▶ Fragmento del documento
###
La tarea era difícil dado que mucha de la acción de este año ha sido ya interior y todo ha habido ya que abordarlo de una manera nueva y solitaria, así que apenas se distinguía de un montón de situaciones previas. No se me ocurrió que otra manera de prepararse para lo que sea es no hacer nada y dejar que lo que pase te prepare en retrospectiva, de un porrazo mágico. Se me ocurre ahora mientras escribo esto y lo encuentro muy oriental, así que echo mano de una antología de poesía china y la abro al azar: “¡Cuánto lamento que mis zapatos / hayan dañado el musgo lozano! / Llamo a la puerta de madera / una y otra vez, sin respuesta. / Afortunadamente, / nada podrá encerrar a la primavera / que en el jardín rebosa: / una flor de durazno arrebolada / se asoma por encima de la tapia”. Lo escribió Ye Shaoweng hace ocho siglos.

Pero entonces me invitaron a ver Macbeth, y aunque pensé que más a propósito habría sido Twelfth Night, salí de casa de noche, bajo la lluvia, y en el trayecto hasta el teatro me pareció que el paso de los transeúntes entre las luces en la lupa temblorosa de las gotas revelaba un ambiente navideño, y debajo del paraguas me imaginé que iba a escuchar un coro en la iglesia anglicana de un pequeño pueblo inglés. Yo no había visto más que la película de Orson Welles y Trono de sangre, pero nunca había visto Macbeth en el teatro. La declamación española, algo engolada, me costó al principio, pero pronto estuve inmersa en el terrorífico barril. Este es mi criterio para saber si un espectáculo es bueno: si mientras lo estás viendo se te va un poco la cabeza y piensas en las cosas de tu vida, y haces asociaciones imprevistas y comprendes el conjunto y tomas resoluciones y a la vez te perdonas por no llevarlas a cabo e incluso llegas a perder el hilo de la escena, es bueno. Si solo ves lo que tienes delante, desplegándose linealmente, y no puedes acceder a otro lugar, es malo.
###
▶ Detalles del problema
Copia literalmente del fragmento del documento el pasaje que comienza en las palabras que contienen «La tarea era» y termina tras «hace ocho siglos.».

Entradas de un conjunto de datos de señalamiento
###
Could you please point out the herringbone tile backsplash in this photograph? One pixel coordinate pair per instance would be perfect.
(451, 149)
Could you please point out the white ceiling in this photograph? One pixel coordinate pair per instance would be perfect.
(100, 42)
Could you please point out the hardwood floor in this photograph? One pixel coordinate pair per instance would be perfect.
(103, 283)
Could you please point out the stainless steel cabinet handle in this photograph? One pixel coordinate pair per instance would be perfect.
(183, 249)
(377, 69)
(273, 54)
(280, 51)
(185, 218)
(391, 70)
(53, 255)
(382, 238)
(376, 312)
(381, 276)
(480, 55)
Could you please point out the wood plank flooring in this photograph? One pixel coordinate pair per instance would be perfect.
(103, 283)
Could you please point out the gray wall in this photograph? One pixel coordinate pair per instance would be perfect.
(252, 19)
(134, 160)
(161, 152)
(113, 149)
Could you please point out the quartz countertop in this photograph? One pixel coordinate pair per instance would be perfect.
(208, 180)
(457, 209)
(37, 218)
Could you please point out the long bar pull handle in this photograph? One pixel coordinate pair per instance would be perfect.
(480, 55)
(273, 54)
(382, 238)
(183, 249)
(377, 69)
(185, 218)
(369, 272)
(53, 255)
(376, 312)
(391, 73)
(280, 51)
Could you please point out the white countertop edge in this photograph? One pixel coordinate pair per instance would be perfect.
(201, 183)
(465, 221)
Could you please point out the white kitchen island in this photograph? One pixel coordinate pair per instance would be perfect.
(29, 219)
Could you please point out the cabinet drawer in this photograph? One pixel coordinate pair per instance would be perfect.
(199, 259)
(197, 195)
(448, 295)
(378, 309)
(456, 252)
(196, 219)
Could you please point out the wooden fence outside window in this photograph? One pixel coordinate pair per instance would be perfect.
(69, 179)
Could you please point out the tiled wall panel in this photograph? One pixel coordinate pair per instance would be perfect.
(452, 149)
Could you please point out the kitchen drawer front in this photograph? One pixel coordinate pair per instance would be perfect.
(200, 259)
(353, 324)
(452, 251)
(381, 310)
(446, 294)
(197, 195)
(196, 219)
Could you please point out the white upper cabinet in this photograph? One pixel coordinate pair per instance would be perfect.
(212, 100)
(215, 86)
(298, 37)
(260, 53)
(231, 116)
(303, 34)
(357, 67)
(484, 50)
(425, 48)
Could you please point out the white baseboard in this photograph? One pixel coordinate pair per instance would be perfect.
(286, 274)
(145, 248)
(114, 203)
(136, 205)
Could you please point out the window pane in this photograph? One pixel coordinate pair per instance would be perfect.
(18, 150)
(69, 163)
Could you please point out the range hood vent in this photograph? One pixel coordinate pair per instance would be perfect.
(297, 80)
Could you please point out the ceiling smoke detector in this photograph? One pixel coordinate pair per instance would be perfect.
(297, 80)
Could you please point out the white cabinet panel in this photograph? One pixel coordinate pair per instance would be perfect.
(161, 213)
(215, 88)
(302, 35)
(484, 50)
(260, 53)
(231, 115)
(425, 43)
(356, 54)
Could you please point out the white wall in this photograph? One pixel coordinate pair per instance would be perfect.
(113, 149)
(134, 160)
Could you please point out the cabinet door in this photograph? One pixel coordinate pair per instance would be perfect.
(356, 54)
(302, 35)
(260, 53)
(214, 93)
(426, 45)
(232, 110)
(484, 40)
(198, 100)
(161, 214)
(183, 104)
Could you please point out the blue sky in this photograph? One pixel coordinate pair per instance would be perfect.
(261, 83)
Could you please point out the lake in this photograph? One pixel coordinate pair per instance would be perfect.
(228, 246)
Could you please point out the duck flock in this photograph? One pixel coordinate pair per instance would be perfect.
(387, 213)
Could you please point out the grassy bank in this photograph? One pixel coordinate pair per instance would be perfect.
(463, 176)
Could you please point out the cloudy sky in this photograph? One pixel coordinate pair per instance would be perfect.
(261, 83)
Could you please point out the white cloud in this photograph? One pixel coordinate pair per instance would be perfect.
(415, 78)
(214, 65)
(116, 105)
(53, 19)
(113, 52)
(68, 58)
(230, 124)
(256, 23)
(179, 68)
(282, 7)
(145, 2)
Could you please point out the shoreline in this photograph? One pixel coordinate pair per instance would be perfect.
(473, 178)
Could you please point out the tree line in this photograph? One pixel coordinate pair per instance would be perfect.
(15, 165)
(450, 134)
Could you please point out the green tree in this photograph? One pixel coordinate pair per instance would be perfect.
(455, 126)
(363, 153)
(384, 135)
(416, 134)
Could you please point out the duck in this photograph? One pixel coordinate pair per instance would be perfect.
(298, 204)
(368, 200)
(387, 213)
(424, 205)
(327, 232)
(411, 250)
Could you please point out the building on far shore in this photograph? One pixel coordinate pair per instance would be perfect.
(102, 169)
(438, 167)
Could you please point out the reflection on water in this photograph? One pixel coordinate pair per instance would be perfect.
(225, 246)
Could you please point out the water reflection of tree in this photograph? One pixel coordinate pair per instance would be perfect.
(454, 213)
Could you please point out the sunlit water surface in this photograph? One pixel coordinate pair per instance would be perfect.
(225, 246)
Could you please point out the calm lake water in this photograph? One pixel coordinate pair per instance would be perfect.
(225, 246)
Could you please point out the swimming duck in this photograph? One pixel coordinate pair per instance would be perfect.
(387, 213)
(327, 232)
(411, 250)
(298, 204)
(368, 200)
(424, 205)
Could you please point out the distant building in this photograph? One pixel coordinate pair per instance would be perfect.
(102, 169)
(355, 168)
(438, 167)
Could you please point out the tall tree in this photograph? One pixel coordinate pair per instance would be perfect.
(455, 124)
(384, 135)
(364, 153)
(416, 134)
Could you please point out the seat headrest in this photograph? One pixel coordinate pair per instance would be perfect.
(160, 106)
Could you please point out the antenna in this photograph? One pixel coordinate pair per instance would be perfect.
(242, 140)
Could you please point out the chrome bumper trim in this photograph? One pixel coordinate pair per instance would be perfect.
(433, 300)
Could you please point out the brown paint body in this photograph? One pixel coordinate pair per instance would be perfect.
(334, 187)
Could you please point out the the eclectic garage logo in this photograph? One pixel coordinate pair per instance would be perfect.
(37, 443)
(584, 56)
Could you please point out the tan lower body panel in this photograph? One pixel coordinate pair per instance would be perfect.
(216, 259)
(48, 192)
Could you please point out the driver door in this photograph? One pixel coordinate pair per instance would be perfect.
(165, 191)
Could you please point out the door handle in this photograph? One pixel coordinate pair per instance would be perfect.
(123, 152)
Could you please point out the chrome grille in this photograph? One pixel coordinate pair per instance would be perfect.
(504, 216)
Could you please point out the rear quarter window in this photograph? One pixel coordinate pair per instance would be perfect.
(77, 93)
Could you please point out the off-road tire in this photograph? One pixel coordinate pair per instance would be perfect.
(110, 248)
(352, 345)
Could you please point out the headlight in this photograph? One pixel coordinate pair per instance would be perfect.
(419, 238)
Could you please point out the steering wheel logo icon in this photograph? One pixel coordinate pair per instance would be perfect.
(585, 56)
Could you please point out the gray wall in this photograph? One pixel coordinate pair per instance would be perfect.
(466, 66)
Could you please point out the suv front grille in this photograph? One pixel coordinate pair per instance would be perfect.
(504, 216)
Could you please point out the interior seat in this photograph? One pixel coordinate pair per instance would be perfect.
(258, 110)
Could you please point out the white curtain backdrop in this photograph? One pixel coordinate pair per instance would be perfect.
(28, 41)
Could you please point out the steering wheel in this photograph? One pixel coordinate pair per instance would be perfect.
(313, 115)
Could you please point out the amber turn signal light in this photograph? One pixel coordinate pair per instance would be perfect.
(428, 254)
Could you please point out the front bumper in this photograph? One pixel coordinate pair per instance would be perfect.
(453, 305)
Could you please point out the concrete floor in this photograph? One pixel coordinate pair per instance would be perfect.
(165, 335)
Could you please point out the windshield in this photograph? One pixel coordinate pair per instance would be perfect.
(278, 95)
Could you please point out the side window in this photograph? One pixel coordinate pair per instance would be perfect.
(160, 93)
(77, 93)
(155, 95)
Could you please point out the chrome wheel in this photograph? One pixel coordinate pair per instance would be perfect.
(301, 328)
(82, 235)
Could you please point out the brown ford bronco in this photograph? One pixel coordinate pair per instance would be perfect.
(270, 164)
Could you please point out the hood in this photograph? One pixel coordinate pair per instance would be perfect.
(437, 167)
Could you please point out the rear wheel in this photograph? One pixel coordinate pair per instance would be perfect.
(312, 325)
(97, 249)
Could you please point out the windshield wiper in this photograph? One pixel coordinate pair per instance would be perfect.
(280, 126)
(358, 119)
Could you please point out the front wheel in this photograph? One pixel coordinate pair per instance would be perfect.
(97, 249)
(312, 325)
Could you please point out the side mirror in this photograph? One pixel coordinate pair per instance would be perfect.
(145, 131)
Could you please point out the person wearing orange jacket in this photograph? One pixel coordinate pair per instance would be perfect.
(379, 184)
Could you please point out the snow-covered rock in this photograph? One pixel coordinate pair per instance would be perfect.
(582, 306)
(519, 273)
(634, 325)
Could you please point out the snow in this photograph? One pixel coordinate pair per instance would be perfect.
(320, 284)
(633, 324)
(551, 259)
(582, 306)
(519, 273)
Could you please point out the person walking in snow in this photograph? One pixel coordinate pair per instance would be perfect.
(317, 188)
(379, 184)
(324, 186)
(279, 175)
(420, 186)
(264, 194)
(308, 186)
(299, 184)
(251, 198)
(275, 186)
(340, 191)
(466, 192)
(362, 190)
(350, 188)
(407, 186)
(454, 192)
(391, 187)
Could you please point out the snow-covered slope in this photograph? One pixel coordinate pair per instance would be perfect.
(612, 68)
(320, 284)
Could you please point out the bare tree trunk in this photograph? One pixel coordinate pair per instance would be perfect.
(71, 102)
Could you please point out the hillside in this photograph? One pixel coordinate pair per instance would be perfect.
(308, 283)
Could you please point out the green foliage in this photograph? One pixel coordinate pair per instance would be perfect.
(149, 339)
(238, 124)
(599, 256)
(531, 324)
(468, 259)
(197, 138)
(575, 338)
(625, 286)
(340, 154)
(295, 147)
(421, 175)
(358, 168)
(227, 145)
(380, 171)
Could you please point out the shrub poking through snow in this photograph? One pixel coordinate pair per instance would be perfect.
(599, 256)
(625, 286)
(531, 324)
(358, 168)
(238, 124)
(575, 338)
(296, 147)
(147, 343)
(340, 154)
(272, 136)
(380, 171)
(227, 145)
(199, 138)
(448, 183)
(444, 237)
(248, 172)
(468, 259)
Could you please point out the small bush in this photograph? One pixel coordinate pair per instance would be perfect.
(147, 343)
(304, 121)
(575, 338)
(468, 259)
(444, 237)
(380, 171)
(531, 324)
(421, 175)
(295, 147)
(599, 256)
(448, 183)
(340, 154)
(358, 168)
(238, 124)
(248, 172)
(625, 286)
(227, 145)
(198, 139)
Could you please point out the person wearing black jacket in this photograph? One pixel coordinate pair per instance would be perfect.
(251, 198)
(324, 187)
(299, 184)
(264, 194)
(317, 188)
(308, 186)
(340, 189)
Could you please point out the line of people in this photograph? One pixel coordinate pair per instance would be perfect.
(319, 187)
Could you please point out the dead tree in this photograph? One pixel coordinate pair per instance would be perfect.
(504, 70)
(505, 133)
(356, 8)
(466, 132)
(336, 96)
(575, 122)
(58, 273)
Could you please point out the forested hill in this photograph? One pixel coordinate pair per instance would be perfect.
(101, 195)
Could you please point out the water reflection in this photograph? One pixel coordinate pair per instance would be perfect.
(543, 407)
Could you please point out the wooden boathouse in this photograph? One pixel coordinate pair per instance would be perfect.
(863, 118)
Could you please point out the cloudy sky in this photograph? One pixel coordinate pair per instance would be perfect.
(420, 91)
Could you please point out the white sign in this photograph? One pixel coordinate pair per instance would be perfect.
###
▶ Respuesta final
La tarea era difícil dado que mucha de la acción de este año ha sido ya interior y todo ha habido ya que abordarlo de una manera nueva y solitaria, así que apenas se distinguía de un montón de situaciones previas. No se me ocurrió que otra manera de prepararse para lo que sea es no hacer nada y dejar que lo que pase te prepare en retrospectiva, de un porrazo mágico. Se me ocurre ahora mientras escribo esto y lo encuentro muy oriental, así que echo mano de una antología de poesía china y la abro al azar: “¡Cuánto lamento que mis zapatos / hayan dañado el musgo lozano! / Llamo a la puerta de madera / una y otra vez, sin respuesta. / Afortunadamente, / nada podrá encerrar a la primavera / que en el jardín rebosa: / una flor de durazno arrebolada / se asoma por encima de la tapia”. Lo escribió Ye Shaoweng hace ocho siglos.